# Stupid...senseless...why???



## BlueMoon21 (Oct 8, 2010)

I have been married for 15 years and have 2 children and 2 grandchildren. Our kids are mine from a former relationship, a 25 year old, who has two of his own, and a 12 year old we share. Our marriage has a history of physical difficulties culminating in being a sexless marriage for the past 2 years. 
During that time, I have sunk into a very difficult depression (for which I am being treated), something I have battled most of my life. Recently, I began fantasizing about a friend, and continued the fantasy to the point of verbalizing it to a confidant as though there had been contact. This has been occurring over about 7 weeks' time. The object of the fantasy has absolutely no idea about it, nor does his sister, my best friend. I was mostly silent about the whole thing, but then somehow I needed to discuss, for lack of a better word, the fantasy itself, and frankly was looking for attention from an older woman I know since my mother just died. She volunteered to be my 'mom', and in my lifetime I never learned that you can just expect attention and caring from your parents, that you always have to do something dramatic to get their it, but that's another story...
My husband woke me from a sound sleep at around 2 a.m. this morning, with my cell phone in his hand. He read what I had written to my friend about ending the fictitious relationship, and that I was disgusted by it and the way I allowed myself to be taken advantage of. Please understand this thing had a life of its own in my mind...I have always heard the mind is powerful but had no idea just what it was capable of until now.
Well, needless to say I have handed him the smoking gun and he is divorcing me. I (laughably) have spent the day trying to explain this bizarre situation to him, to no avail. We have had such stress in our relationship, especially lately, and me pushing him away coupled with this sick mind game I have played is going to be the end of us. 
I post this more as a warning than looking for advice, because between what we had already been going through, I took a marriage with nothing more than a thready pulse and pulled the plug with this ridiculous, selfish stunt. I was hung up on myself, immersed in my depression, and greedy for self-satisfaction, and so I played my body to the tune of my own mind in order to achieve what was 'mine'--in return, I lost everything, ruined everything, hurt everyone (kids don't know yet but they will certainly notice when one of their parents doesn't live here anymore), and destroyed our 20 years of togetherness through thick and thin--the most ludicrous thing about the entire story is that if the person I focused my mental desires on heard about this, he would be shocked--cuz he doesn't even KNOW. So--it's not like I can just run into his loving, waiting arms as some others who have had PA's can, because this situation doesn't even exist.

* _GOAL_
According to the forum post, how many years has the writer been married? The data come from a separate source.

* _DATA ENTRIES_
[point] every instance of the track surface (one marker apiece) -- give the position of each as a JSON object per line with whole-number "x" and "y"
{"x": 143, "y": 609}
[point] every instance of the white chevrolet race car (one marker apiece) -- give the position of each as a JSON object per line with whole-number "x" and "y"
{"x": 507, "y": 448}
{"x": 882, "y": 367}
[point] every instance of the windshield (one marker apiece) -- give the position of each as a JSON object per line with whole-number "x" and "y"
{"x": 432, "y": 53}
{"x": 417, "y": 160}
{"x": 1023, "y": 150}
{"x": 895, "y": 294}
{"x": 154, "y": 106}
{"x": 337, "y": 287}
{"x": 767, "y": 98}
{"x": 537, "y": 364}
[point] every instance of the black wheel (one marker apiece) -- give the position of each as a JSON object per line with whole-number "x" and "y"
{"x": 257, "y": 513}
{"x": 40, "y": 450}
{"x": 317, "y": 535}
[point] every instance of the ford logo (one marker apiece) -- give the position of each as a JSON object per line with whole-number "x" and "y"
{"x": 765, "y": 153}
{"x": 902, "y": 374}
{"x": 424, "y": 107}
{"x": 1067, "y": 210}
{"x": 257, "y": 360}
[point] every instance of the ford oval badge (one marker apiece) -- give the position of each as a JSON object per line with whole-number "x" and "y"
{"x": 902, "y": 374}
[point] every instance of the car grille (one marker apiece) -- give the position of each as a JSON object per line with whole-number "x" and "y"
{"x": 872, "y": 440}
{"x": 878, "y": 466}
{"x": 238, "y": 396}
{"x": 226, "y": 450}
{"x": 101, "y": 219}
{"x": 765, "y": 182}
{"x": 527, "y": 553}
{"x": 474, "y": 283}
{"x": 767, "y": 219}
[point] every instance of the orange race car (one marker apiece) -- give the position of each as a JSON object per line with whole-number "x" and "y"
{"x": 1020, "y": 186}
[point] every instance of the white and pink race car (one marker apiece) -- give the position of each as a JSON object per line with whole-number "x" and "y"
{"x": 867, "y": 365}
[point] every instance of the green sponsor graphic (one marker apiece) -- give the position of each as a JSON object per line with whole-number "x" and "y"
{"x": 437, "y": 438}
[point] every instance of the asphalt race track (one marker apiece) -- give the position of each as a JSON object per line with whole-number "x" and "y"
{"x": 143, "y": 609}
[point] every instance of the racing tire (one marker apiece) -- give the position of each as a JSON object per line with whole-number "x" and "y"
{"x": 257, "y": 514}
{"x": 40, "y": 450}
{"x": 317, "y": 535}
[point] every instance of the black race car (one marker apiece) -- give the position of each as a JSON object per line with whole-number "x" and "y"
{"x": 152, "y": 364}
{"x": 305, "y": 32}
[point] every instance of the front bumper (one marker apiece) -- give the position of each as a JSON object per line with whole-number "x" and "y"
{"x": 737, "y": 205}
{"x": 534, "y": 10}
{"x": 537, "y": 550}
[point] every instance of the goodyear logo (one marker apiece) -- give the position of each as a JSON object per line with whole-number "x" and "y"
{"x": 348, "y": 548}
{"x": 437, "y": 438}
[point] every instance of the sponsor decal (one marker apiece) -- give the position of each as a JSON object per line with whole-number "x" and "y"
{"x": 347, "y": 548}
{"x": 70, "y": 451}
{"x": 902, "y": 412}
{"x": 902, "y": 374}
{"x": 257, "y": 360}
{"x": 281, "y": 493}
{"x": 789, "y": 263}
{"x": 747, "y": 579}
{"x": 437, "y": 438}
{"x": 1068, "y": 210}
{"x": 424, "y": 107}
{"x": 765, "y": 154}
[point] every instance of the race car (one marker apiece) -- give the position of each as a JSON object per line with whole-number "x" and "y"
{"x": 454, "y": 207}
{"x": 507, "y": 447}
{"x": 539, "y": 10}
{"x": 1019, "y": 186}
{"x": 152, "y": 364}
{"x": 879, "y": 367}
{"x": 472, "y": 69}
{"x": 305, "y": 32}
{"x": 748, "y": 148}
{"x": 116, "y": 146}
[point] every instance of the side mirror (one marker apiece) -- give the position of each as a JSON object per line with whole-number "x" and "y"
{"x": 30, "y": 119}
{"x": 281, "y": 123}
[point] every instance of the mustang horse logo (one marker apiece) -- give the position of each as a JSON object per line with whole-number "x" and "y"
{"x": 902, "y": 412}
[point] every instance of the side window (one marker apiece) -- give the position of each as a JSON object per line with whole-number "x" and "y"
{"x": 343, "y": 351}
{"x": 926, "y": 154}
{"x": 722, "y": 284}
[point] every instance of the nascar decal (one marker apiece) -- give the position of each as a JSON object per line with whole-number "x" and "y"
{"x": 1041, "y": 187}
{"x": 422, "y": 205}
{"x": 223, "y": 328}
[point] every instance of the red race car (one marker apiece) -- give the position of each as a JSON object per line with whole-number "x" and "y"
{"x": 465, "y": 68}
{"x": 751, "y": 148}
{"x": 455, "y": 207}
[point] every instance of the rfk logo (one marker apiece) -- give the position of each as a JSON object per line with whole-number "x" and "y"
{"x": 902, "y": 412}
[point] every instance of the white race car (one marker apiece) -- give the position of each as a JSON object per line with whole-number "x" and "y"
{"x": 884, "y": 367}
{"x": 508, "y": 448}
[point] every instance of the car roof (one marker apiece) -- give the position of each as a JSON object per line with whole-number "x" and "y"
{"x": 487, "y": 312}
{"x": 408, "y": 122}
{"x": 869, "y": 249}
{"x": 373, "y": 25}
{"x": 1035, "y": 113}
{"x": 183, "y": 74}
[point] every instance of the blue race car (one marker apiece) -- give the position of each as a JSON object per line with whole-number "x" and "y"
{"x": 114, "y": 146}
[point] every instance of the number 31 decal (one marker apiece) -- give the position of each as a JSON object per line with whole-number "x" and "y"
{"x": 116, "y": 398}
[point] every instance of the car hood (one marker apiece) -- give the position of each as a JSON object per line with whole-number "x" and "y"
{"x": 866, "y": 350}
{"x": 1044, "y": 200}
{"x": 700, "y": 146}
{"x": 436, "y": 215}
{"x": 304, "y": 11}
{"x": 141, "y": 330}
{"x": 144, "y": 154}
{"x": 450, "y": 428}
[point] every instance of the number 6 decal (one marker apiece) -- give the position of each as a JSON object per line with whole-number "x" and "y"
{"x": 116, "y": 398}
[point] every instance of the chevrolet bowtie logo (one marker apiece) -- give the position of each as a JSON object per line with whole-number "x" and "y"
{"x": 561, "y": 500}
...
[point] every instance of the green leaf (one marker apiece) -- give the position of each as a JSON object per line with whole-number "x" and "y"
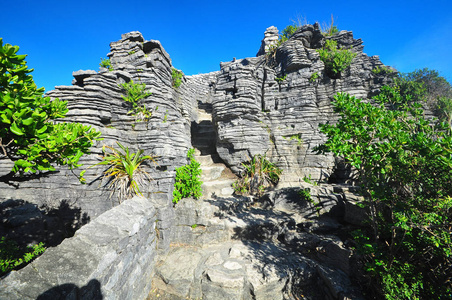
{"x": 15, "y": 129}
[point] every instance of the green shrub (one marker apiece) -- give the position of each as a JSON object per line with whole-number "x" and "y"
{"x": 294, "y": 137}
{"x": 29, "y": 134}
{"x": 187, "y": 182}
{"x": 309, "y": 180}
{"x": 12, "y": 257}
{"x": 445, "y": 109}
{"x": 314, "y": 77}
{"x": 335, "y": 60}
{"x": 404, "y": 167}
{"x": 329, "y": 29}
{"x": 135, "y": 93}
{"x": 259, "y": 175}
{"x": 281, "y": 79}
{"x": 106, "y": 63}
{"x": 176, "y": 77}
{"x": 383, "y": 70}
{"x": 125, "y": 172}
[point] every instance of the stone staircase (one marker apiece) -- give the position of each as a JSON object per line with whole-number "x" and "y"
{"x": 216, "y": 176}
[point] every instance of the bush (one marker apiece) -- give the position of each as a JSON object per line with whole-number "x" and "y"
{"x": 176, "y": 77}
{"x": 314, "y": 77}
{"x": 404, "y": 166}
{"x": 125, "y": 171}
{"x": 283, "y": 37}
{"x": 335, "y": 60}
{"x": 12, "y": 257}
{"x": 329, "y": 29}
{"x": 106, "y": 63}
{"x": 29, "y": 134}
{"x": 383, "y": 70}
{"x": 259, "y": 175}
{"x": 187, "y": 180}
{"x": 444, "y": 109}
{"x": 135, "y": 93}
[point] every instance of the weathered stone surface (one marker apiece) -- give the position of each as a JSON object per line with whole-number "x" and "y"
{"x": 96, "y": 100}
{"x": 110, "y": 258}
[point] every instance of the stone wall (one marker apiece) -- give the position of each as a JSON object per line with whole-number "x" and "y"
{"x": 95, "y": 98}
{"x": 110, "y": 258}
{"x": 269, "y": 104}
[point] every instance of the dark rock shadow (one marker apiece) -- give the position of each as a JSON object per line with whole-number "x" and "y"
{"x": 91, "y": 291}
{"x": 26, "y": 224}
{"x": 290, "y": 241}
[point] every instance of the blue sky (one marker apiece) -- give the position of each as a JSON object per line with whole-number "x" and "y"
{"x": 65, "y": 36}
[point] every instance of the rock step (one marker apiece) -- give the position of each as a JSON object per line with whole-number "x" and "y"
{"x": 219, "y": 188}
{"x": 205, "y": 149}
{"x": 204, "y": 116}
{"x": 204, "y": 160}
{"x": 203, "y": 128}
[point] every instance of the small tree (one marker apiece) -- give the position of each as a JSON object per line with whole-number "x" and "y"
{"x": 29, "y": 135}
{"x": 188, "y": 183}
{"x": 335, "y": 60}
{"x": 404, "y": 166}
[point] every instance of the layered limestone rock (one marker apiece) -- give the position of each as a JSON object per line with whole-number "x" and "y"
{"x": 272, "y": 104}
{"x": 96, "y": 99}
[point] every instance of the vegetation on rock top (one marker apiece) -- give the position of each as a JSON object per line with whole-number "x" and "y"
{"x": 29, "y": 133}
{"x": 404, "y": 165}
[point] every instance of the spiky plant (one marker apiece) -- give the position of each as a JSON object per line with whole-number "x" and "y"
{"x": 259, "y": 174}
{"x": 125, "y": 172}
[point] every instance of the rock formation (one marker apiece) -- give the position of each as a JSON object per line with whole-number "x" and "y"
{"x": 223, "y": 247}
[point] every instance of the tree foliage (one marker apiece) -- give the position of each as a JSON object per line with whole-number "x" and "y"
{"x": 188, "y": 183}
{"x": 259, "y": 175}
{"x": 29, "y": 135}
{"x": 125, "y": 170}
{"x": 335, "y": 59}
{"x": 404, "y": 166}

* _ANSWER TO THIS TASK_
15 years.